__Exercise__. In the listing below, how many lines contain the word "frame"? Reply with only the number.

__Task inputs__.

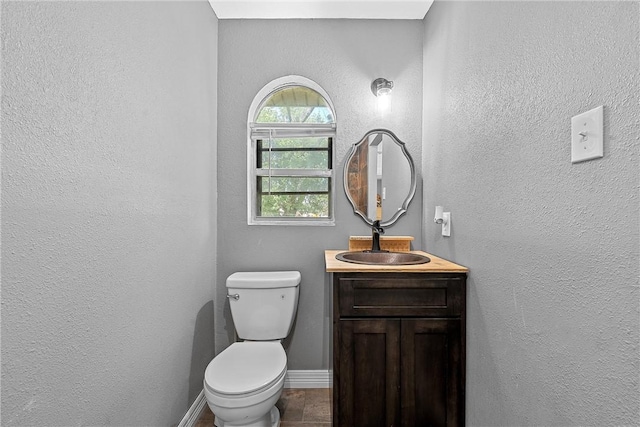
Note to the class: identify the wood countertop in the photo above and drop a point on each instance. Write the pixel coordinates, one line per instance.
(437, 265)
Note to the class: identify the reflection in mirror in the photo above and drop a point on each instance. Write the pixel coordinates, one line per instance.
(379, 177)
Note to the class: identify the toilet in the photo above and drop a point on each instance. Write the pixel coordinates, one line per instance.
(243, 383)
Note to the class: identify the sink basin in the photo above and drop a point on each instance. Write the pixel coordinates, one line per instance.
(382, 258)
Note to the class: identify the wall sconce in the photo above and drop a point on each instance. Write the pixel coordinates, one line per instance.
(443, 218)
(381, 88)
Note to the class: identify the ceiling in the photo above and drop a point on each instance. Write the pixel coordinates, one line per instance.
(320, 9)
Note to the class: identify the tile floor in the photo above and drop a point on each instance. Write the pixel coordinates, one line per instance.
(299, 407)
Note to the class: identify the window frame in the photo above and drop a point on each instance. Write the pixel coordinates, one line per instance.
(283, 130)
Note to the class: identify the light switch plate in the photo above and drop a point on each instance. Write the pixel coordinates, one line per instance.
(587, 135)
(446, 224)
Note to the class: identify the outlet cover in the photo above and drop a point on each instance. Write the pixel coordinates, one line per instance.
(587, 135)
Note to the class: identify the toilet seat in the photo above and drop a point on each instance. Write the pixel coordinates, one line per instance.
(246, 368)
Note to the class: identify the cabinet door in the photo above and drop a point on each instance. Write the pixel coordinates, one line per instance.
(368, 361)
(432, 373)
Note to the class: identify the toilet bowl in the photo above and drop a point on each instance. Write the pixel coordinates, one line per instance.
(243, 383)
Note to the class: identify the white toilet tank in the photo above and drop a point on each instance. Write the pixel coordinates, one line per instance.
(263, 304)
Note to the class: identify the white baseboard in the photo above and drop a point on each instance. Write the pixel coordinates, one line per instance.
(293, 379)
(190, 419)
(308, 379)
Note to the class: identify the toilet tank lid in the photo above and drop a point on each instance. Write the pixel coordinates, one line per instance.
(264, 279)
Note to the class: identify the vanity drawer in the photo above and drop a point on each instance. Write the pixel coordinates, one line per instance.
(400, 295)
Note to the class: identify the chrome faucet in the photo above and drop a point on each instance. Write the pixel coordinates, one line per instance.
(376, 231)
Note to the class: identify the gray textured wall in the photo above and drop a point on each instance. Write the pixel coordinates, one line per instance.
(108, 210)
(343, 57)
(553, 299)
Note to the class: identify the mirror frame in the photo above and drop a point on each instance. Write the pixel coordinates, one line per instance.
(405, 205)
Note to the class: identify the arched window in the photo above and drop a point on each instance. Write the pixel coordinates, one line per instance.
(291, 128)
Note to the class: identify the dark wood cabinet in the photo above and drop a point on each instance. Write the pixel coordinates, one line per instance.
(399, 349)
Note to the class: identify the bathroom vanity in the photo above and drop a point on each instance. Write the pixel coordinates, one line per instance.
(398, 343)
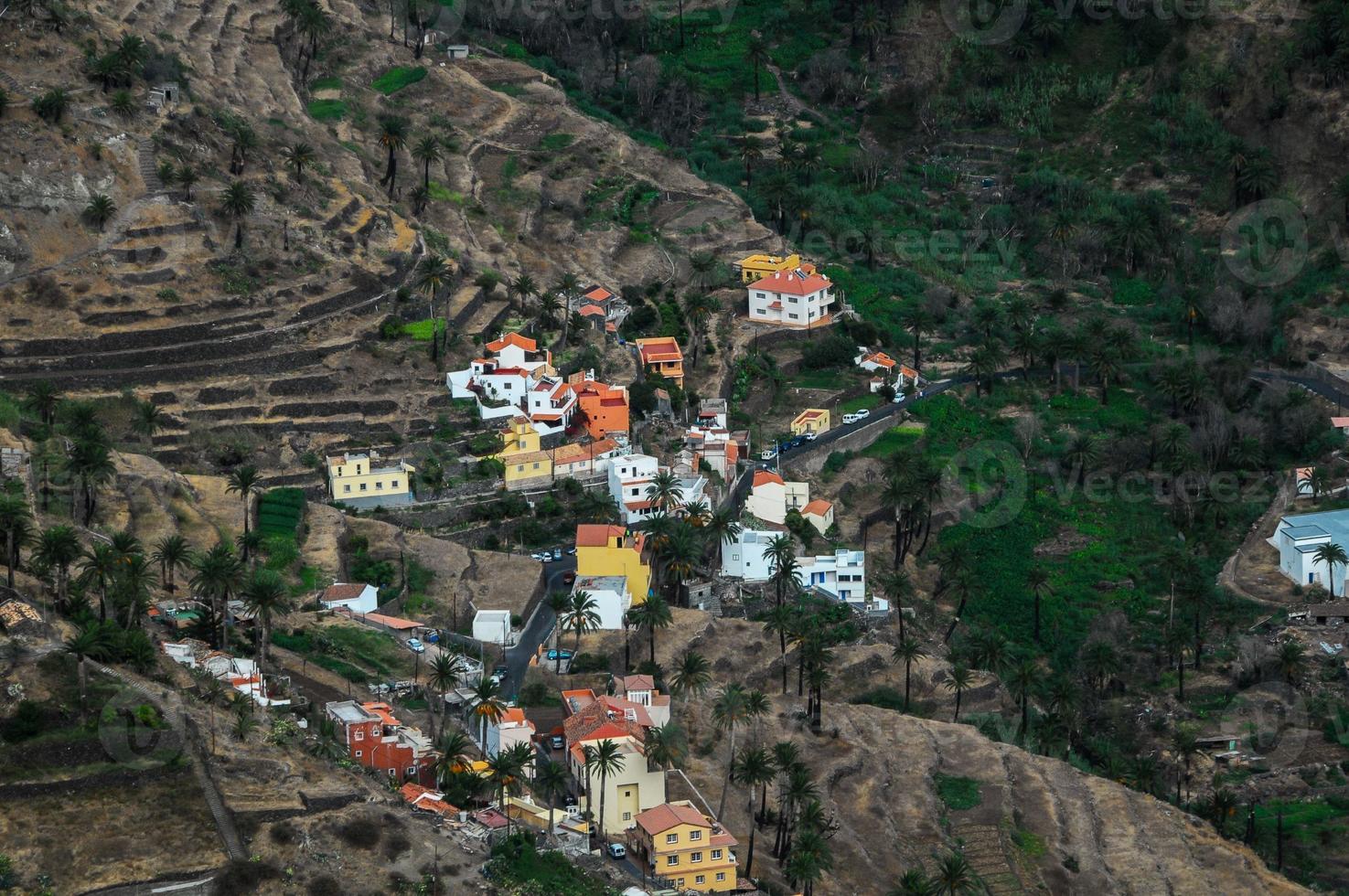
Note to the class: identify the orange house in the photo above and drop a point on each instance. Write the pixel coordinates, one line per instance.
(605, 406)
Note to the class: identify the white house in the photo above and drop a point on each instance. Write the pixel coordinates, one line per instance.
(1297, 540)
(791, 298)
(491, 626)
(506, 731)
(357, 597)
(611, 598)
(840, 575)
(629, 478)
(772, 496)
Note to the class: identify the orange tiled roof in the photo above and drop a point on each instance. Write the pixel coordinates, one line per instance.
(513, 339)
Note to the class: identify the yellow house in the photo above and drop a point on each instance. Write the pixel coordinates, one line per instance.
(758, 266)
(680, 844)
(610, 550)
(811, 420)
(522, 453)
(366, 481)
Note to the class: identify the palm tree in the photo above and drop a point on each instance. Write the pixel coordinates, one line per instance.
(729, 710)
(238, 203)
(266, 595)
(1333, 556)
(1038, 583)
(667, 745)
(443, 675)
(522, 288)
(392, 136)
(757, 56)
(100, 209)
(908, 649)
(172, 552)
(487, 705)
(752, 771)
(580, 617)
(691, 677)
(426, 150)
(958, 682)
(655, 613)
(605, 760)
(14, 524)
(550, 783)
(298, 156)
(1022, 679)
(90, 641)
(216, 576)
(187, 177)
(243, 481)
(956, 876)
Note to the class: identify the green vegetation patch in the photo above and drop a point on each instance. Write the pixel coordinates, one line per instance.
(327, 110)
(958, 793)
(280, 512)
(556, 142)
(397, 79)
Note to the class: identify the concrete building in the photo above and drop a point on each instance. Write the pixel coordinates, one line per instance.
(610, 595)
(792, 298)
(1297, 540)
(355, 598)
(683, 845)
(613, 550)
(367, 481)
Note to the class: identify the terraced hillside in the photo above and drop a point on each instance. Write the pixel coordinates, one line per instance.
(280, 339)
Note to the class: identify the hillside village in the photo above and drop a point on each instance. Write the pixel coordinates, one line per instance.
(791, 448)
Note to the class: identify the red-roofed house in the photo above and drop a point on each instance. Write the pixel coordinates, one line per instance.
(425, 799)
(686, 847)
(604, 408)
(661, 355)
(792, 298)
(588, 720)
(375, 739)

---

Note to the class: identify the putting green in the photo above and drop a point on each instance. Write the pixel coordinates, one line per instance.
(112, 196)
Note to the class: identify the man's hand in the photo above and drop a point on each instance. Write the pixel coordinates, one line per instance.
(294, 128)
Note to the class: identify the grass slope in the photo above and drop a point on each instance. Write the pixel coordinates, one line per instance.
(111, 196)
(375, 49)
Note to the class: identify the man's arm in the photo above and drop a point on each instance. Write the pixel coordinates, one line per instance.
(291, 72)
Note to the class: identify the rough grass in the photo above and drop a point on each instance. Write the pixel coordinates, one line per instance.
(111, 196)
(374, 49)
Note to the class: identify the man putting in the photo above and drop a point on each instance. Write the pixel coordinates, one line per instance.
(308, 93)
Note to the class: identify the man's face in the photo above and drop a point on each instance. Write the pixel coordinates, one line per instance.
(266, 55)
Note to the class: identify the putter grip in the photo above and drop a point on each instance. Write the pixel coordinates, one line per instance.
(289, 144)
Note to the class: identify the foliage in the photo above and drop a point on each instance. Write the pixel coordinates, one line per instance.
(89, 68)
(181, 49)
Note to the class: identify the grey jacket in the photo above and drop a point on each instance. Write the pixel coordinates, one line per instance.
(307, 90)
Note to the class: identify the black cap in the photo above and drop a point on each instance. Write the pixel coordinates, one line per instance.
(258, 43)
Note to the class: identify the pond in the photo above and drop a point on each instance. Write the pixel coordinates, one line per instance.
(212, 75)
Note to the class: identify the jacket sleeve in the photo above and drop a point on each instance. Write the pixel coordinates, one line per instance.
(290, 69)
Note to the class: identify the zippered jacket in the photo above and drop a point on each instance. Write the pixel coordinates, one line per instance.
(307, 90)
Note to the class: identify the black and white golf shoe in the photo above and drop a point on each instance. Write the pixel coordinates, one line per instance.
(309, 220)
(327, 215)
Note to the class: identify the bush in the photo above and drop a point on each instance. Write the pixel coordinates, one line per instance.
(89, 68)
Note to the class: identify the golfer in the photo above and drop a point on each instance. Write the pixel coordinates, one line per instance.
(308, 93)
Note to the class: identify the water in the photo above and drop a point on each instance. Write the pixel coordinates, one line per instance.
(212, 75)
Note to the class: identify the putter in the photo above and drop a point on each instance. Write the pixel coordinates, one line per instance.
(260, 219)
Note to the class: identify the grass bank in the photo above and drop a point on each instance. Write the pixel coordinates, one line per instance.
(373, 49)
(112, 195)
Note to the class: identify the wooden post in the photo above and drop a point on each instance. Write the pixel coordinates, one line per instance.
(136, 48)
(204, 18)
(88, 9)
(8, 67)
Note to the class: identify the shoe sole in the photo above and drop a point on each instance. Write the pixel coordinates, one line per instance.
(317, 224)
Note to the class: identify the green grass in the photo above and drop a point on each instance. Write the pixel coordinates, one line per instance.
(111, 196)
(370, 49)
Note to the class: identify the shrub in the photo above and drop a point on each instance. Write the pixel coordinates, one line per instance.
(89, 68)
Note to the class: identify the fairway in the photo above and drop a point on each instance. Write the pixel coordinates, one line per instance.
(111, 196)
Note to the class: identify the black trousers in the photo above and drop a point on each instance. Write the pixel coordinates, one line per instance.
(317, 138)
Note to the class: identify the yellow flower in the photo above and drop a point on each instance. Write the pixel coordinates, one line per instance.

--

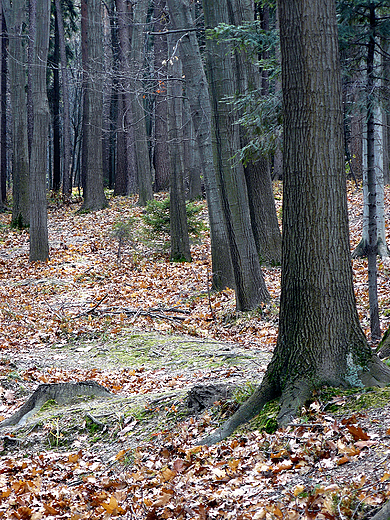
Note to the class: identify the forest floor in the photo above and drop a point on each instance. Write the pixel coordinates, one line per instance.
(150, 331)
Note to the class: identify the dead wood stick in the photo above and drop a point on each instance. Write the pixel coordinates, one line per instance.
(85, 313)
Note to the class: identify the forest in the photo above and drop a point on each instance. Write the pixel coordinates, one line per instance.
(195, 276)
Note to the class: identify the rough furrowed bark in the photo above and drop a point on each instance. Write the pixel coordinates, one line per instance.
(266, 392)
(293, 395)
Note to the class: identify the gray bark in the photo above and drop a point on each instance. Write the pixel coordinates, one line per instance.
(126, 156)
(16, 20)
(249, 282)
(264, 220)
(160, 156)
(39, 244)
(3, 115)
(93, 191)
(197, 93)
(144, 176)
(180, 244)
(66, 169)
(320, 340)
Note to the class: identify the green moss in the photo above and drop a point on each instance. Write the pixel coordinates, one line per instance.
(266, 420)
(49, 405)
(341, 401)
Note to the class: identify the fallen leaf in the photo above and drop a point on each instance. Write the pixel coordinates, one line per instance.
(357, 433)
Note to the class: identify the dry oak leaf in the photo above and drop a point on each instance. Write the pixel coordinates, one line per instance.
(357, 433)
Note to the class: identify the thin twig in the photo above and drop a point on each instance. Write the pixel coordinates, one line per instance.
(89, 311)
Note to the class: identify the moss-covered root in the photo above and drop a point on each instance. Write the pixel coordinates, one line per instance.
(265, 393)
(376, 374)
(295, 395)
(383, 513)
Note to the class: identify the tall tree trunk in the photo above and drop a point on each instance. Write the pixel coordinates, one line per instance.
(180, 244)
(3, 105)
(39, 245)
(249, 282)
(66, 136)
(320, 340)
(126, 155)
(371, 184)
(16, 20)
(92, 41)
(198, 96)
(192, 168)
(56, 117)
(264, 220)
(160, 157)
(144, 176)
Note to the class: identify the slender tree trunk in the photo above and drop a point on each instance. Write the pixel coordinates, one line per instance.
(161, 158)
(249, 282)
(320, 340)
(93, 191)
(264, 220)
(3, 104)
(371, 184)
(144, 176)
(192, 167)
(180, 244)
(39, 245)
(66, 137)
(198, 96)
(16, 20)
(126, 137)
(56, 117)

__Answer for this exercise__. 2